»»

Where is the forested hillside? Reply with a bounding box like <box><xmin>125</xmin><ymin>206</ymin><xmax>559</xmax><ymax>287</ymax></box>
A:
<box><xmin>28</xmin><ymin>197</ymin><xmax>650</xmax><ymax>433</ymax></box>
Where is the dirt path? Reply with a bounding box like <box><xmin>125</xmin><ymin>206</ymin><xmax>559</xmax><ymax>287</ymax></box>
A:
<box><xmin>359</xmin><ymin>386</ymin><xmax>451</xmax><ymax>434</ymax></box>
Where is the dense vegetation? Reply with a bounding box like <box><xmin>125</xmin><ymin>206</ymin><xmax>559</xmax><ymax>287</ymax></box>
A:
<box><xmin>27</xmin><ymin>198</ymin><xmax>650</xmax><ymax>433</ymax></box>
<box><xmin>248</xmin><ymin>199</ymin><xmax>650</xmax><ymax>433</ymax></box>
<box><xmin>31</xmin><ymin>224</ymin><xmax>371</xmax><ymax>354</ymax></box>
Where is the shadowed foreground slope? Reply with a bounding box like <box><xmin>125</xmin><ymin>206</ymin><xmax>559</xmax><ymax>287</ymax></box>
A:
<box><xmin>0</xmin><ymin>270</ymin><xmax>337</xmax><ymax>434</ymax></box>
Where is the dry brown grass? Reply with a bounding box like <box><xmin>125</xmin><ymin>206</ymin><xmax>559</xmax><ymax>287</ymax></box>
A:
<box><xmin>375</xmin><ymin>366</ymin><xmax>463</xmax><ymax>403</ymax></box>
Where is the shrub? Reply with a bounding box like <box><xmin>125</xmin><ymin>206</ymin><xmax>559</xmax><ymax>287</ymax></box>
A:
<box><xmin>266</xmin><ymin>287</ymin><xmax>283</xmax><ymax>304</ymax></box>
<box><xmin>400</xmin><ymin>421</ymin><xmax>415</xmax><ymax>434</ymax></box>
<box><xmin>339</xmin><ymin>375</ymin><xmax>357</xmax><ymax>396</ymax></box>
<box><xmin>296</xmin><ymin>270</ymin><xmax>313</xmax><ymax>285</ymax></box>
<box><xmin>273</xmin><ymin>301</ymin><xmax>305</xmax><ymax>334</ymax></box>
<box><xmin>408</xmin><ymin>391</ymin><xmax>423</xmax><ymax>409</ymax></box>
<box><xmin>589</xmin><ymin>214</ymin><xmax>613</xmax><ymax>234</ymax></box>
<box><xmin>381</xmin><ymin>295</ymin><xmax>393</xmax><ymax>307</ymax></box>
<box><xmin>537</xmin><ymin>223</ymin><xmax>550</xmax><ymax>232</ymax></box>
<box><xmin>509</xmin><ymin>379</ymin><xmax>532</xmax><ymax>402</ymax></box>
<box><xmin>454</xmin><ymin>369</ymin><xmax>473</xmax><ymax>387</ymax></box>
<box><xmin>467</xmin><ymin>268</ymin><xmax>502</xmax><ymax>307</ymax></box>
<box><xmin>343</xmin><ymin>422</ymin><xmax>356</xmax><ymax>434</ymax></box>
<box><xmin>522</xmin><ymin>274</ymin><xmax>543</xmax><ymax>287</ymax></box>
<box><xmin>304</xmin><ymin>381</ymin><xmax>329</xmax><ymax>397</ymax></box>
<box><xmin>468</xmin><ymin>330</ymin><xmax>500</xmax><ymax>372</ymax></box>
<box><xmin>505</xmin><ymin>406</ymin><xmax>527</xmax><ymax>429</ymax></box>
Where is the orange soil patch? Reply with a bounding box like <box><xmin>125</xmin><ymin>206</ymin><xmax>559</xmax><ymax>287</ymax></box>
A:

««

* [HOW TO COMPLETE THIS TASK]: Take the line that contains "Where is the orange" and every line after it in the material above. Set those lines down exactly and nothing more.

* [RESPONSE TO THIS TASK]:
Where is the orange soil patch? Reply with a bounding box like <box><xmin>125</xmin><ymin>206</ymin><xmax>559</xmax><ymax>287</ymax></box>
A:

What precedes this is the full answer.